ACTIVITY:
Please write every entry out again, exactly as it reads below.

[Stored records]
'''

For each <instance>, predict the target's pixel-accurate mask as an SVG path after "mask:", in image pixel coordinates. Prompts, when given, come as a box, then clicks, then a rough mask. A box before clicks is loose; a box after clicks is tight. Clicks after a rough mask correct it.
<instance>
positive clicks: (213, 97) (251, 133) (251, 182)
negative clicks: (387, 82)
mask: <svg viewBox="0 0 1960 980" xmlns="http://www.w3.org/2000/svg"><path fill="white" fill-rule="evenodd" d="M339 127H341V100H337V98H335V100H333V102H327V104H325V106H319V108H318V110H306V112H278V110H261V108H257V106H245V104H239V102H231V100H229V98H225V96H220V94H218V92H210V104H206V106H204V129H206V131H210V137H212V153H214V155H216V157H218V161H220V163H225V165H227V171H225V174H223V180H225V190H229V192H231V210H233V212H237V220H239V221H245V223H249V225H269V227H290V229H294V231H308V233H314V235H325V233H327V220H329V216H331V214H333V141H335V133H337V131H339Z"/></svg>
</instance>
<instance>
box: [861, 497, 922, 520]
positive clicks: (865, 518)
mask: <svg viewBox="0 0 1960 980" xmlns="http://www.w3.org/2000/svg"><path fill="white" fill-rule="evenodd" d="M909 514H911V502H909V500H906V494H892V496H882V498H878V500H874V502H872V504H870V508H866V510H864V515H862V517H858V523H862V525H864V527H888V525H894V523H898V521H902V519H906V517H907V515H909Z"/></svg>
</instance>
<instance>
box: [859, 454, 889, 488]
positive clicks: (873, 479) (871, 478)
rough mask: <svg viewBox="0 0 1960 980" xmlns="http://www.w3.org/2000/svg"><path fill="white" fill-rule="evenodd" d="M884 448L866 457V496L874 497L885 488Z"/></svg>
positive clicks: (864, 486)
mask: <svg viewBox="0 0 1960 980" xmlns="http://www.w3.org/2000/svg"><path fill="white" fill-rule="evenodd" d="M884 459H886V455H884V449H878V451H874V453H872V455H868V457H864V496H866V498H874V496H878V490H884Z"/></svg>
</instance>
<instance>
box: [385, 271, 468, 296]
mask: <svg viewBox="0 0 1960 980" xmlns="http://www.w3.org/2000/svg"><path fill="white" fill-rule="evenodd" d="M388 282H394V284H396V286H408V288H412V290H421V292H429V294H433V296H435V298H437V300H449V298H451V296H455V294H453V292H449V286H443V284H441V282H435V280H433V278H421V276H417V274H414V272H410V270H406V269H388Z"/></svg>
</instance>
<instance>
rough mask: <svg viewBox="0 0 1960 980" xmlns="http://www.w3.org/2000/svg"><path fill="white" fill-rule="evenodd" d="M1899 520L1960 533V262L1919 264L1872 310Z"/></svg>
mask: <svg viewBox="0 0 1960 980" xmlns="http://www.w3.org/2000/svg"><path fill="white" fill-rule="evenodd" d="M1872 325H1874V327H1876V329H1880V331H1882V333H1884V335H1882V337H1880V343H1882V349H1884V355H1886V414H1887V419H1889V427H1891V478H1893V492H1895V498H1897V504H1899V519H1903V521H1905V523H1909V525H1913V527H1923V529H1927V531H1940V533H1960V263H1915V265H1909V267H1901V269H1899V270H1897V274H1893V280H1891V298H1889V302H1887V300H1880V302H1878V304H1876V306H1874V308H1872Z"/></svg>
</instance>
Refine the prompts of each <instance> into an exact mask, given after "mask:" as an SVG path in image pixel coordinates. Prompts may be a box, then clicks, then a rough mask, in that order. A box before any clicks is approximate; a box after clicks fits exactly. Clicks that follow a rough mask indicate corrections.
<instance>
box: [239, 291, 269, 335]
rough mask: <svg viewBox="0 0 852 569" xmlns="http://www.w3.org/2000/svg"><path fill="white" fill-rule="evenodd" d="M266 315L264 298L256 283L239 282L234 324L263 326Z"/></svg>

'''

RESULT:
For each <instance>, predict the target's pixel-accurate mask as an SVG path after "mask:", in image pixel coordinates. Prompts, when given, come as a box, then clicks, then a rough mask. A box before clicks is loose; a box after clicks is tight. Clicks after a rough mask correct it.
<instance>
positive clicks: (213, 97) (251, 133) (251, 182)
negative clicks: (387, 82)
mask: <svg viewBox="0 0 1960 980" xmlns="http://www.w3.org/2000/svg"><path fill="white" fill-rule="evenodd" d="M339 127H341V100H337V98H335V100H333V102H327V104H325V106H319V108H318V110H306V112H278V110H261V108H257V106H245V104H239V102H231V100H229V98H225V96H220V94H218V92H210V104H206V106H204V129H206V131H210V137H212V153H214V155H216V157H218V161H220V163H225V165H227V171H225V174H223V180H225V190H229V192H231V210H233V212H237V220H239V221H245V223H249V225H269V227H290V229H294V231H308V233H314V235H325V233H327V220H329V216H331V214H333V141H335V133H337V131H339Z"/></svg>
</instance>
<instance>
box: [861, 497, 922, 520]
positive clicks: (865, 518)
mask: <svg viewBox="0 0 1960 980" xmlns="http://www.w3.org/2000/svg"><path fill="white" fill-rule="evenodd" d="M909 514H911V502H909V500H906V494H892V496H882V498H878V500H874V502H872V504H870V508H866V510H864V515H862V517H858V523H862V525H864V527H888V525H894V523H898V521H902V519H906V517H907V515H909Z"/></svg>
</instance>
<instance>
box: [859, 454, 889, 488]
positive clicks: (873, 479) (871, 478)
rough mask: <svg viewBox="0 0 1960 980" xmlns="http://www.w3.org/2000/svg"><path fill="white" fill-rule="evenodd" d="M884 448L866 457V496L874 497L885 488Z"/></svg>
positive clicks: (864, 486)
mask: <svg viewBox="0 0 1960 980" xmlns="http://www.w3.org/2000/svg"><path fill="white" fill-rule="evenodd" d="M884 459H886V455H884V449H878V451H874V453H872V455H868V457H864V496H866V498H874V496H878V490H884Z"/></svg>
</instance>
<instance>
box: [385, 271, 468, 296]
mask: <svg viewBox="0 0 1960 980" xmlns="http://www.w3.org/2000/svg"><path fill="white" fill-rule="evenodd" d="M388 282H394V284H396V286H408V288H412V290H421V292H429V294H433V296H435V298H437V300H449V298H451V296H455V294H453V292H449V286H443V284H441V282H435V280H433V278H421V276H417V274H414V272H410V270H406V269H388Z"/></svg>
</instance>
<instance>
rough mask: <svg viewBox="0 0 1960 980" xmlns="http://www.w3.org/2000/svg"><path fill="white" fill-rule="evenodd" d="M1899 520L1960 533V262L1919 264L1872 310Z"/></svg>
mask: <svg viewBox="0 0 1960 980" xmlns="http://www.w3.org/2000/svg"><path fill="white" fill-rule="evenodd" d="M1872 325H1874V327H1876V329H1880V331H1882V333H1884V335H1882V337H1880V343H1882V349H1884V355H1886V414H1887V419H1889V427H1891V478H1893V492H1895V498H1897V504H1899V519H1903V521H1905V523H1909V525H1913V527H1923V529H1927V531H1940V533H1960V263H1915V265H1909V267H1901V269H1899V270H1897V274H1893V280H1891V298H1889V302H1887V300H1880V302H1878V304H1876V306H1874V308H1872Z"/></svg>
</instance>
Refine the prompts of each <instance> into an exact mask, given after "mask:" as an SVG path in image pixel coordinates. Prompts may be a box, then clicks, then a rough mask, in that order. A box before any clicks is approximate; a box after clicks fits exactly. Clicks that follow a rough mask indicate corrections.
<instance>
box: [239, 291, 269, 335]
rough mask: <svg viewBox="0 0 852 569" xmlns="http://www.w3.org/2000/svg"><path fill="white" fill-rule="evenodd" d="M266 315L264 298L256 283L239 282L234 324L263 326Z"/></svg>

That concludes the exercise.